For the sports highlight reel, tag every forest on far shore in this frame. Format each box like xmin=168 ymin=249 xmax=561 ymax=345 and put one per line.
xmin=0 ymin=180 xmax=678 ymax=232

==

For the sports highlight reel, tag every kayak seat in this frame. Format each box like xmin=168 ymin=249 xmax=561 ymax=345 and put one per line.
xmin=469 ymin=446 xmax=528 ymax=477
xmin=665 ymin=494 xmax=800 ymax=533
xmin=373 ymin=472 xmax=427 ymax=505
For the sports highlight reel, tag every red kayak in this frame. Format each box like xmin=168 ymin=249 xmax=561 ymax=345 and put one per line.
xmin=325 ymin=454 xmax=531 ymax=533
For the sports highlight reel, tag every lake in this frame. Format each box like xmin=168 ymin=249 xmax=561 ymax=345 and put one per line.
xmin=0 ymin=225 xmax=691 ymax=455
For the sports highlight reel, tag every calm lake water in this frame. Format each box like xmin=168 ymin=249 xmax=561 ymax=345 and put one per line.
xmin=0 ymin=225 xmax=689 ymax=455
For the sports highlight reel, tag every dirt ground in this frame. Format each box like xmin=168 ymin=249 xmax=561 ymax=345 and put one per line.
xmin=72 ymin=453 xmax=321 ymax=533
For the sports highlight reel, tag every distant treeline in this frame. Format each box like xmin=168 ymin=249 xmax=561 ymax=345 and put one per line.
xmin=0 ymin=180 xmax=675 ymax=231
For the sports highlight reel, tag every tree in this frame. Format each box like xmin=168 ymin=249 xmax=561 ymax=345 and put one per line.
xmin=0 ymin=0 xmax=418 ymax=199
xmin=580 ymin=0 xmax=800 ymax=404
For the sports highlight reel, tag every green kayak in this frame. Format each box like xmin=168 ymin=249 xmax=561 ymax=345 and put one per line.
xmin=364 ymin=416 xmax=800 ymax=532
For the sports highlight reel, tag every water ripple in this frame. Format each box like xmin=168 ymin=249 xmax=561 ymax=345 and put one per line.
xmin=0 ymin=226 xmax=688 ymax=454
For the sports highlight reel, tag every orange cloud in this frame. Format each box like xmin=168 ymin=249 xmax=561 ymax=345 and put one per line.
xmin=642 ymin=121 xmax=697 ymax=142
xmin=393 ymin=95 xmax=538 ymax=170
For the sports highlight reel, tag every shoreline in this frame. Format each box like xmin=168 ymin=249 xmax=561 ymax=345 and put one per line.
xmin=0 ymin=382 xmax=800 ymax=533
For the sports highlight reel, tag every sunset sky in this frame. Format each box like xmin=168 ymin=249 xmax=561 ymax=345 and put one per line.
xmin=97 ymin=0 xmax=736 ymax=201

▸ **Do this**
Reproduce the lines starting with the line that contains "For the sports highlight reel, tag every red" and going on through the line that contains "xmin=0 ymin=226 xmax=688 ymax=454", changing "frame" to "shot" and leaving everything else unchanged.

▸ **The reply**
For the sports highlight reel, tag every red kayak in this shot. Format each box like xmin=168 ymin=249 xmax=561 ymax=345 and put one per line.
xmin=325 ymin=454 xmax=531 ymax=533
For the sports highlight reel, tag every lake in this shot. Format each box like xmin=168 ymin=249 xmax=561 ymax=345 and put one per line.
xmin=0 ymin=225 xmax=691 ymax=455
For the sports highlight reel, tag every calm lake water in this shot. Format each box like xmin=168 ymin=249 xmax=561 ymax=345 and put one per line.
xmin=0 ymin=225 xmax=689 ymax=455
For the sports highlight reel, tag every dirt ground in this shot. Format each box like xmin=168 ymin=249 xmax=561 ymax=345 and put one per line.
xmin=72 ymin=453 xmax=321 ymax=533
For the sports highlight reel, tag every distant treeline in this shot. Format each box like xmin=168 ymin=249 xmax=561 ymax=345 and put one per line.
xmin=0 ymin=180 xmax=675 ymax=231
For the sports highlight reel, tag every tree in this shot. Format each box like xmin=168 ymin=249 xmax=561 ymax=345 and put one per line.
xmin=0 ymin=0 xmax=418 ymax=199
xmin=580 ymin=0 xmax=800 ymax=404
For the sports highlight reel, tag every green kayak in this shot. Format each box like xmin=168 ymin=249 xmax=561 ymax=345 and put one per line.
xmin=364 ymin=416 xmax=800 ymax=532
For the sports highlight reel, tag every water ripple in this shot. Format each box like xmin=168 ymin=249 xmax=561 ymax=345 and put one per line.
xmin=0 ymin=226 xmax=688 ymax=454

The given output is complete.